PROBLEM TO SOLVE: Put every line of the records below into a numbered list, skipping blank lines and leaving out the pictures.

DATA:
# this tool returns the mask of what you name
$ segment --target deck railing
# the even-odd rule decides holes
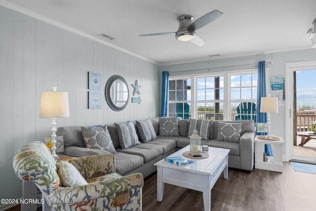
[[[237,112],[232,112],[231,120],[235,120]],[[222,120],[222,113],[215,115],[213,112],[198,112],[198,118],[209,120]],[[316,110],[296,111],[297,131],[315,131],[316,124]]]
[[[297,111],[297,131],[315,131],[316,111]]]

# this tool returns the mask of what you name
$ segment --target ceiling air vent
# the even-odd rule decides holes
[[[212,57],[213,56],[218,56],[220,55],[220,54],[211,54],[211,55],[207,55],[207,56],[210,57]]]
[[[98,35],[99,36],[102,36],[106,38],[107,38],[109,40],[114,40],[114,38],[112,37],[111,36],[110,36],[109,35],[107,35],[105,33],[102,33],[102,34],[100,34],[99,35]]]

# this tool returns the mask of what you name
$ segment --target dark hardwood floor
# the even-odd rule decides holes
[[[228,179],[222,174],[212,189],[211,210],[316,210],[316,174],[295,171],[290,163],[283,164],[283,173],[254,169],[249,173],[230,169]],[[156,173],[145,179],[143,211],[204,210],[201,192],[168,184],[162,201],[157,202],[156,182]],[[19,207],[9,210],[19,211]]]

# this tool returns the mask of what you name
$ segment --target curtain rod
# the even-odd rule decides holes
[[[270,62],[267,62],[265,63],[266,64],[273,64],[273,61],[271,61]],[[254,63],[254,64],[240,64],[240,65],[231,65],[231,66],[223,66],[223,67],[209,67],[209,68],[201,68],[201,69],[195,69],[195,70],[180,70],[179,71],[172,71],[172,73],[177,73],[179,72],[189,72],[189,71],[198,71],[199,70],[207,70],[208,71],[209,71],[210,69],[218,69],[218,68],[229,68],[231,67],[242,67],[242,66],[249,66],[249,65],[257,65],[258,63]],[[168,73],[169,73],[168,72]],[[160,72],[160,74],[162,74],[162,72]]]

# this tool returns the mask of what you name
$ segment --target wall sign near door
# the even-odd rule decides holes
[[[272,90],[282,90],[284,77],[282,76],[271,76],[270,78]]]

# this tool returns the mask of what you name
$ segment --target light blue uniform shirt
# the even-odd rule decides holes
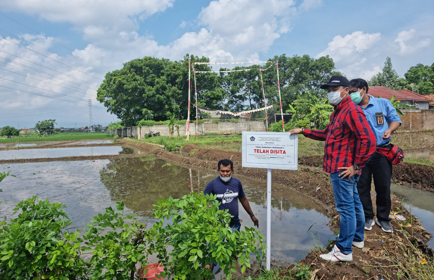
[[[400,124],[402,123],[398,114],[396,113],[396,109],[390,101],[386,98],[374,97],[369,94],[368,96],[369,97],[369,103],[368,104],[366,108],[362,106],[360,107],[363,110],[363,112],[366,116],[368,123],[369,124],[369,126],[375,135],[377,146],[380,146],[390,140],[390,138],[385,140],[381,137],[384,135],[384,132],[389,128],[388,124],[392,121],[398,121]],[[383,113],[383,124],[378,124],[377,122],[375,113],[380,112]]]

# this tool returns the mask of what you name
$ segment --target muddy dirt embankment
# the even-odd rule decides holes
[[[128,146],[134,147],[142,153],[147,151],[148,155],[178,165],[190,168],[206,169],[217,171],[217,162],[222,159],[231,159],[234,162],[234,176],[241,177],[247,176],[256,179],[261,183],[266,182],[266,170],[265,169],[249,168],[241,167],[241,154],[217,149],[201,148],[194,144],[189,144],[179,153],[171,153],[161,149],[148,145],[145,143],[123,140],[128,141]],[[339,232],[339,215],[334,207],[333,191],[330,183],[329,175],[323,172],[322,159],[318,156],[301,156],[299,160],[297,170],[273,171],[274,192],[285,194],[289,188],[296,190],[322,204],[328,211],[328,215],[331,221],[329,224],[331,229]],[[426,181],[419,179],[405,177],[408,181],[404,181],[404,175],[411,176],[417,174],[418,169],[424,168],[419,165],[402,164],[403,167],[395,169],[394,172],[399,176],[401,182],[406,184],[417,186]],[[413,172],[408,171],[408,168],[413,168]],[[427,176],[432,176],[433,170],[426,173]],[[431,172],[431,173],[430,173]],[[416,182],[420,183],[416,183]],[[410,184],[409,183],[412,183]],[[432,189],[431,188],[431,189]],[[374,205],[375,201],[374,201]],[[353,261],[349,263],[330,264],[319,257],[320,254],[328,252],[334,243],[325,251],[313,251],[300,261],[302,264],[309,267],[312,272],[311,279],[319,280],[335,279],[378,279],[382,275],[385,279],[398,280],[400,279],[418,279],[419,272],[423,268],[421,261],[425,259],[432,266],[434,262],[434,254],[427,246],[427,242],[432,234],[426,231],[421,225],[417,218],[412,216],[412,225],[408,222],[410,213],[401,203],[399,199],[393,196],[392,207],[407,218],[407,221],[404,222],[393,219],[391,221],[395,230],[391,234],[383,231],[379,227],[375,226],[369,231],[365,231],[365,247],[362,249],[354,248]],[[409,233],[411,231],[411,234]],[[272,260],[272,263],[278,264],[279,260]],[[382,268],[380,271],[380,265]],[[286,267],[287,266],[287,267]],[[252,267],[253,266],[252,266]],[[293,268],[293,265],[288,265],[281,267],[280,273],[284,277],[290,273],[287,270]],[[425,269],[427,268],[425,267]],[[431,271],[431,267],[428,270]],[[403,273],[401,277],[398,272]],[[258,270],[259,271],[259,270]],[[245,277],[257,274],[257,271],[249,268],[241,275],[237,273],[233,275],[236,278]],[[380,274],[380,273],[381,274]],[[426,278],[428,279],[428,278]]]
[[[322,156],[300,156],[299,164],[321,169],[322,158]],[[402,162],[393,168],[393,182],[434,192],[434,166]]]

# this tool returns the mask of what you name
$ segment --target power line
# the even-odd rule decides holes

RESULT FOR THIS TASK:
1. # this tool returns the mask of what you name
2. $ segment --target deck railing
3. # the even-odd rule decides holes
4. [[[237,112],[232,112],[231,120],[235,120]],[[222,120],[222,113],[215,115],[213,112],[198,112],[198,118],[209,120]],[[316,110],[296,111],[297,131],[315,131],[316,124]]]
5. [[[297,111],[297,131],[315,131],[316,111]]]
6. # this tool returns the mask of what you name
7. $ segment --target ceiling air vent
8. # the even-odd rule decides holes
9. [[[212,57],[213,56],[218,56],[220,55],[220,54],[211,54],[211,55],[207,55],[207,56],[210,57]]]
10. [[[98,35],[99,36],[102,36],[106,38],[107,38],[109,40],[114,40],[114,38],[112,37],[111,36],[110,36],[109,35],[107,35],[105,33],[102,33],[102,34],[100,34],[99,35]]]
11. # this tool returns the mask of what you name
12. $ segment --target dark hardwood floor
13. # the even-odd rule decides holes
14. [[[228,179],[222,174],[212,189],[211,210],[316,210],[316,174],[295,171],[290,163],[283,164],[283,173],[254,169],[249,173],[230,169]],[[156,173],[145,179],[143,211],[204,210],[201,192],[168,184],[162,201],[157,202],[156,182]],[[19,207],[9,210],[19,211]]]
15. # this tool returns the mask of what you name
16. $ segment --target curtain rod
17. # the even-odd rule decides holes
18. [[[270,62],[267,62],[265,63],[266,64],[273,64],[273,61],[271,61]],[[254,63],[254,64],[240,64],[240,65],[231,65],[231,66],[223,66],[223,67],[209,67],[209,68],[201,68],[201,69],[195,69],[195,70],[180,70],[179,71],[172,71],[172,73],[177,73],[179,72],[189,72],[189,71],[198,71],[199,70],[207,70],[208,71],[209,71],[210,69],[218,69],[218,68],[229,68],[231,67],[242,67],[242,66],[249,66],[249,65],[257,65],[258,63]],[[168,73],[169,73],[168,72]],[[160,72],[160,74],[162,74],[162,72]]]
19. # this tool returns the mask of what you name
20. $ segment --target wall sign near door
21. # the even-odd rule decides holes
22. [[[272,90],[282,90],[284,77],[282,76],[271,76],[270,78]]]
23. # this tool returns the mask of what you name
24. $ segment --target light blue uniform shirt
25. # the even-odd rule decides holes
26. [[[400,124],[402,123],[398,114],[396,113],[396,109],[390,101],[386,98],[374,97],[369,94],[368,96],[369,97],[369,103],[368,104],[366,108],[362,106],[360,107],[363,110],[363,112],[366,116],[368,123],[369,124],[369,126],[375,135],[377,146],[380,146],[390,140],[390,138],[385,140],[381,137],[384,135],[384,132],[389,128],[388,124],[392,121],[398,121]],[[383,113],[383,124],[378,124],[377,122],[375,113],[380,112]]]
27. # this tool returns the mask of what you name
28. $ segment --target muddy dirt embankment
29. # the even-odd rule decides holes
30. [[[128,146],[134,147],[142,153],[147,151],[148,155],[178,165],[190,168],[206,169],[217,171],[217,162],[222,159],[231,159],[234,162],[234,176],[241,177],[247,176],[256,179],[261,183],[266,182],[266,170],[265,169],[249,168],[241,167],[241,154],[217,149],[201,148],[194,144],[189,144],[179,153],[171,153],[161,149],[148,145],[145,143],[123,140],[128,141]],[[339,232],[339,215],[334,207],[333,191],[330,183],[329,175],[323,172],[322,159],[318,156],[301,156],[299,160],[297,170],[273,171],[274,192],[285,194],[289,188],[296,190],[322,204],[328,211],[328,215],[331,221],[329,224],[331,229]],[[426,181],[419,179],[405,177],[408,181],[404,181],[404,175],[411,176],[417,174],[418,169],[424,168],[419,165],[402,164],[403,167],[395,169],[394,172],[399,176],[401,182],[406,184],[417,186]],[[413,172],[408,171],[408,168],[413,168]],[[427,176],[432,176],[433,170],[426,173]],[[431,172],[431,173],[430,173]],[[416,182],[420,183],[416,183]],[[410,184],[409,183],[412,183]],[[432,189],[431,188],[431,189]],[[374,205],[375,201],[374,201]],[[353,261],[349,263],[330,264],[319,257],[320,254],[328,252],[334,243],[325,251],[313,251],[300,261],[302,264],[309,267],[312,272],[311,279],[319,280],[335,279],[378,279],[382,275],[385,279],[398,280],[400,279],[418,279],[419,272],[423,268],[421,261],[425,259],[432,266],[434,262],[434,254],[427,246],[427,242],[432,234],[426,231],[421,225],[417,218],[412,216],[412,225],[408,222],[410,213],[401,203],[399,199],[393,196],[392,207],[407,218],[407,221],[404,222],[393,219],[391,221],[395,230],[391,234],[383,231],[379,227],[375,226],[369,231],[365,231],[365,247],[362,249],[354,248]],[[409,233],[411,231],[411,234]],[[272,260],[272,263],[278,264],[279,260]],[[382,268],[380,271],[380,265]],[[286,267],[287,266],[287,267]],[[252,267],[253,266],[252,266]],[[293,268],[293,265],[288,265],[281,267],[280,273],[284,277],[290,273],[287,270]],[[425,269],[427,268],[425,267]],[[431,271],[431,267],[428,270]],[[403,273],[401,277],[398,272]],[[258,270],[259,271],[259,270]],[[245,277],[257,274],[257,271],[249,268],[241,275],[237,273],[233,275],[236,278]],[[380,274],[380,273],[381,274]],[[426,278],[428,279],[428,278]]]
31. [[[322,156],[300,156],[299,164],[321,169],[322,158]],[[402,162],[393,168],[393,182],[434,192],[434,166]]]
32. # this tool returns the mask of what you name
33. $ segment --target power line
34. # the even-odd rule decides holes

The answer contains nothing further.